• _PROMPT_: Only the pictures are to be left out; set down the rest of the records exactly.
DATA: Begin
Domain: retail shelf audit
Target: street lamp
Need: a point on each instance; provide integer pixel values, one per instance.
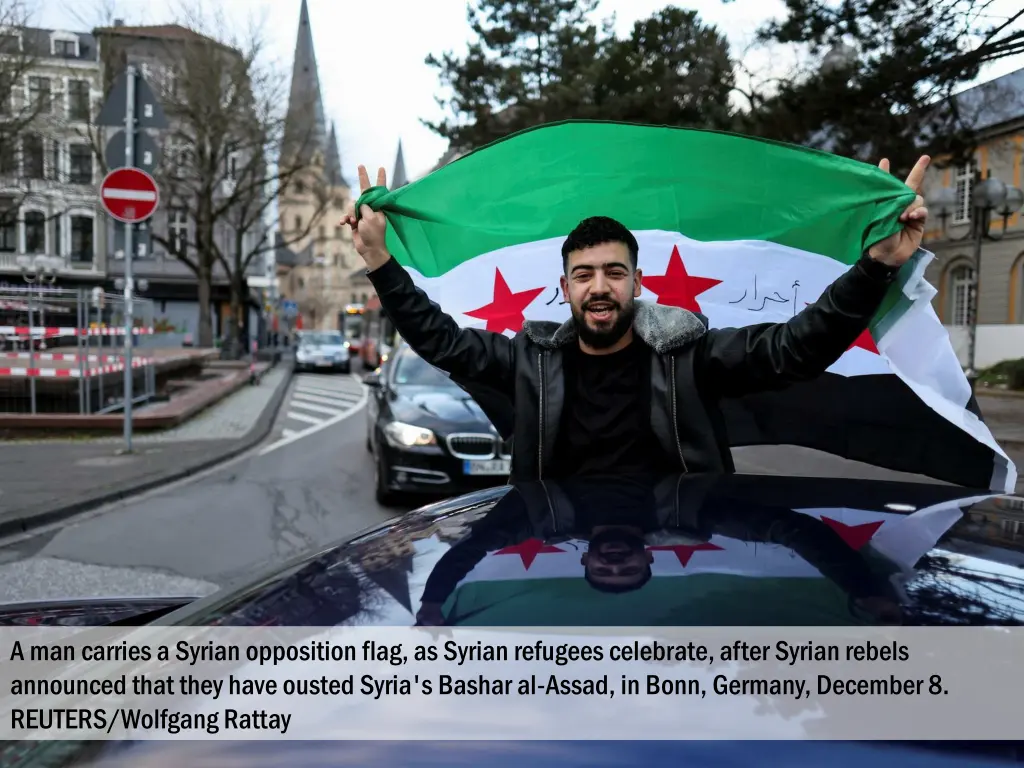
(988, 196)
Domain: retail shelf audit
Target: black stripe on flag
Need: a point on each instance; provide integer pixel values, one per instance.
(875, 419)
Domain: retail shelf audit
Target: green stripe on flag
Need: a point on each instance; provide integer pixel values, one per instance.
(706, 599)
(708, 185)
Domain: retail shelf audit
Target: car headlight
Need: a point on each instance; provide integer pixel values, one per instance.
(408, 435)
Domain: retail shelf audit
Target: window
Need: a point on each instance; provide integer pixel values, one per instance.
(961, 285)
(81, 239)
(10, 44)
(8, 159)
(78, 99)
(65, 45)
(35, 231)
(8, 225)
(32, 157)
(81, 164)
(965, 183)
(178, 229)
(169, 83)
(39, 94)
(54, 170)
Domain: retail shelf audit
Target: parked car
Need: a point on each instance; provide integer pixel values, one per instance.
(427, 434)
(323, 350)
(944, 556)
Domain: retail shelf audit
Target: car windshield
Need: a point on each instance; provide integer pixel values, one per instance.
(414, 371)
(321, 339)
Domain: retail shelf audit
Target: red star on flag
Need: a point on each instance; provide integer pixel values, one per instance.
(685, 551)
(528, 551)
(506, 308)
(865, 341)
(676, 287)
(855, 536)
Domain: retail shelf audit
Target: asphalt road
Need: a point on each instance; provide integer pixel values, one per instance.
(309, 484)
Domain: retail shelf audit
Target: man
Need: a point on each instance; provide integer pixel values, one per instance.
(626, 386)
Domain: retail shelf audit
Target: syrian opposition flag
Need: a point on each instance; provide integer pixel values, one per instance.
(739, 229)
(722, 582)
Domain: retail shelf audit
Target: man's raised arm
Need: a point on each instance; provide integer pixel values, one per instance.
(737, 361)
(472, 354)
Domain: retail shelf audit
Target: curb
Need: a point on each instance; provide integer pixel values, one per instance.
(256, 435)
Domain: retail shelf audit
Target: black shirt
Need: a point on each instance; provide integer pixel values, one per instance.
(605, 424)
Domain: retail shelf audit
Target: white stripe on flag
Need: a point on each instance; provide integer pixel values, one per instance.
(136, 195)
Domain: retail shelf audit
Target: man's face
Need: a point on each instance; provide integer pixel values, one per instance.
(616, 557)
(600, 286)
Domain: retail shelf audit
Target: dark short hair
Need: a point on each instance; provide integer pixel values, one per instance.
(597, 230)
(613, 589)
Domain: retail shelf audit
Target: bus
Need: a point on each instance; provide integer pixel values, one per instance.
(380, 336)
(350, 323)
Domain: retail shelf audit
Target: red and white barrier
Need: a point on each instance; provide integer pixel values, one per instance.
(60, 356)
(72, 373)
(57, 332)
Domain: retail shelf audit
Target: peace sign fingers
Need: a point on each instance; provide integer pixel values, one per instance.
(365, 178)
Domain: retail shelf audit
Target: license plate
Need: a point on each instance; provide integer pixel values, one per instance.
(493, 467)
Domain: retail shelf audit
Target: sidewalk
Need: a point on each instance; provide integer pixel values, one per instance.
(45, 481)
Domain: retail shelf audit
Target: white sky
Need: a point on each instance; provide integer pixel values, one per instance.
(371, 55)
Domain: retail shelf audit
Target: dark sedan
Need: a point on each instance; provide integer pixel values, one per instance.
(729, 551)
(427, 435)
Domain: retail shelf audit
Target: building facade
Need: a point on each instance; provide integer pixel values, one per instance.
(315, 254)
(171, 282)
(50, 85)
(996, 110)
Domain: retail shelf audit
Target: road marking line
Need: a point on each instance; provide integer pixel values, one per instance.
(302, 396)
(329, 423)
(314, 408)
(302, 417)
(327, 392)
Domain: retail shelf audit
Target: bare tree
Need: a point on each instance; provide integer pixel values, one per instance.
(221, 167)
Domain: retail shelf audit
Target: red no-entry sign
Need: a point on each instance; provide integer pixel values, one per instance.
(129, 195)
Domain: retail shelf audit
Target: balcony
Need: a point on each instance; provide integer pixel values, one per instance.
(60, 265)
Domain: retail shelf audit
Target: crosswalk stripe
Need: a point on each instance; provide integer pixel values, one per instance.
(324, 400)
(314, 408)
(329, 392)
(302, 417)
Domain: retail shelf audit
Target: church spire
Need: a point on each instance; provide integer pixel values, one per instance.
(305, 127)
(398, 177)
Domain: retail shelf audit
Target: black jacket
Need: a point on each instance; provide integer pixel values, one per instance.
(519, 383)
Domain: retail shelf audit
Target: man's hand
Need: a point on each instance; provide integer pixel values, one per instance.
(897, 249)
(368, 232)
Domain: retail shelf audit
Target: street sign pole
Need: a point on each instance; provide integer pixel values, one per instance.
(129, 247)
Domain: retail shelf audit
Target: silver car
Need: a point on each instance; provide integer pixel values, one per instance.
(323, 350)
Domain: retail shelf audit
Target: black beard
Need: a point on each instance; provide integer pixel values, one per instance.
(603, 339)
DATA: End
• _ANSWER TO THE EXERCISE_:
Domain: retail shelf audit
Target: street lamp
Need: a point on each instance; provide integer pixel values, one per instance.
(988, 196)
Domain: retail shelf audit
Target: black stripe on flag
Need: a point on each instance; provide integer pixel values, one per instance.
(875, 419)
Domain: retail shelf audit
Target: green stripe on flag
Need: a point on each instance; provide integer pixel values, one per instance.
(706, 599)
(708, 185)
Domain: retail shelf audit
Target: car headlight
Need: a point on each instance; provide integer pixel values, one per instance.
(408, 435)
Domain: retail shelf audit
Target: window
Need: a point on each instance; provide integer pixel values, one per instance.
(961, 285)
(81, 239)
(10, 44)
(8, 159)
(78, 99)
(65, 45)
(35, 231)
(8, 225)
(32, 157)
(81, 164)
(965, 183)
(178, 229)
(169, 83)
(39, 94)
(54, 170)
Domain: retail shelf audit
Target: parked car
Need: a point on each instance; provide integer pixel values, one per instance.
(427, 434)
(323, 350)
(944, 556)
Domain: retail shelf audit
Target: car windshield
Need: a point on each instance; provide integer pixel values, one per instance.
(414, 371)
(321, 339)
Domain: retail shelf audit
Target: red star on flag
Need: a point on each instance; provide integer pixel values, one per instance.
(685, 551)
(528, 551)
(506, 308)
(865, 341)
(676, 287)
(855, 536)
Domain: retail shelf audit
Target: asphalt road
Need: a point on each instance; provide integer pixel values, one per instance.
(309, 484)
Domain: retail shelf audit
Target: man
Need: a point on each instance; provide integer pixel values, one per instance.
(626, 386)
Domain: retail shelf audit
Target: syrian opposition flag
Need: a point on each instance; provide integer pixel values, one per instance.
(739, 229)
(722, 582)
Domain: retail shelf audit
Target: man's raised arm
Need: a point on each instance; provide integer pixel values, one per instance.
(737, 361)
(472, 354)
Domain: retail shelf audit
Target: curb
Need: a point on each instance; provide integer pixel values, one per instance.
(256, 435)
Domain: retail shelf audit
Target: black shirt
Need: a point on each instance; provide integer pixel values, one per instance.
(605, 424)
Domain: retail shelf audit
Target: white stripe on flag
Need: a point on each instance; provide integer pixel values, one per instance.
(136, 195)
Domain: retail shelf audit
Target: man's face
Need: a point on each instance; provide integer pixel values, one per instance.
(616, 557)
(600, 286)
Domain: retail shelf audit
Target: dark short hair
Need: a point on each instance; provide integer pixel values, one per instance.
(597, 230)
(613, 589)
Domain: retail shelf audit
Target: bus
Need: a point on each instance; provide integer pixel values, one per instance.
(380, 336)
(350, 323)
Domain: retail shelf audit
Target: red and white barrier
Need: a point on each instance; provide integer pixel values, one per instance.
(60, 356)
(72, 373)
(57, 332)
Domain: retail shelf audit
Target: peace sign fingers
Need: a point on each instance; provide integer pixel values, one per instance.
(365, 178)
Domain: retail shelf audit
Target: license plate
Need: a point on each instance; provide integer pixel values, one per instance.
(493, 467)
Domain: retail shelf audit
Target: sidewalk
Need: a point on each instance; provide integer pixel values, one per instance.
(45, 481)
Domain: retail shelf audit
Target: white sky
Need: a point on each instance; provide integer pixel values, one per instance.
(371, 55)
Domain: retail shelf audit
Target: dark sedan
Need: a point on each instance; provide integer pixel values, one per instance.
(729, 551)
(427, 435)
Domain: retail shelf audit
Target: building facade
Need: a point on each instance; provide integer pixel values, one per instance.
(315, 254)
(171, 282)
(50, 85)
(996, 110)
Domain: retail shelf audit
Target: road marking line
Need: a point on each instance; provide integer pixel values, one per instance.
(302, 396)
(329, 423)
(314, 408)
(302, 417)
(327, 392)
Domain: retail shelf audit
Target: bare tree
Need: a point on each instance; provide integer pixel values, one per instance.
(221, 167)
Domain: retail shelf audit
Target: red no-entry sign
Need: a point on each instance; provide integer pixel values, one per instance.
(129, 195)
Domain: retail shelf audit
Target: balcony
Need: a point on each instance; provide integer pixel values, one per instance.
(60, 265)
Domain: retail shelf audit
Target: crosswalk stripe
Need: a point on each instance; provide integer pixel values, one per instance.
(324, 400)
(314, 408)
(329, 392)
(302, 417)
Domain: retail shelf audit
Target: church spire
Need: a point on each instance; provide integer pixel values, one per instance.
(305, 127)
(398, 177)
Domain: retail shelf audit
Target: black jacket
Need: a point on each instance; provide integer pixel values, one per instance.
(519, 383)
Domain: retail shelf audit
Target: man's hand
Need: a point on each instance; provide integer pixel values, one per instance.
(897, 249)
(368, 232)
Domain: retail shelf audit
Target: street sign pole
Need: a point on each instance; provide integer pixel values, one per instance.
(129, 247)
Domain: retail shelf audit
Target: silver car
Need: a point on each instance; provide integer pixel values, one per instance.
(323, 350)
Domain: retail shelf audit
Target: black beard
Need: a point on each instance; provide integer pixel values, one per instance.
(603, 339)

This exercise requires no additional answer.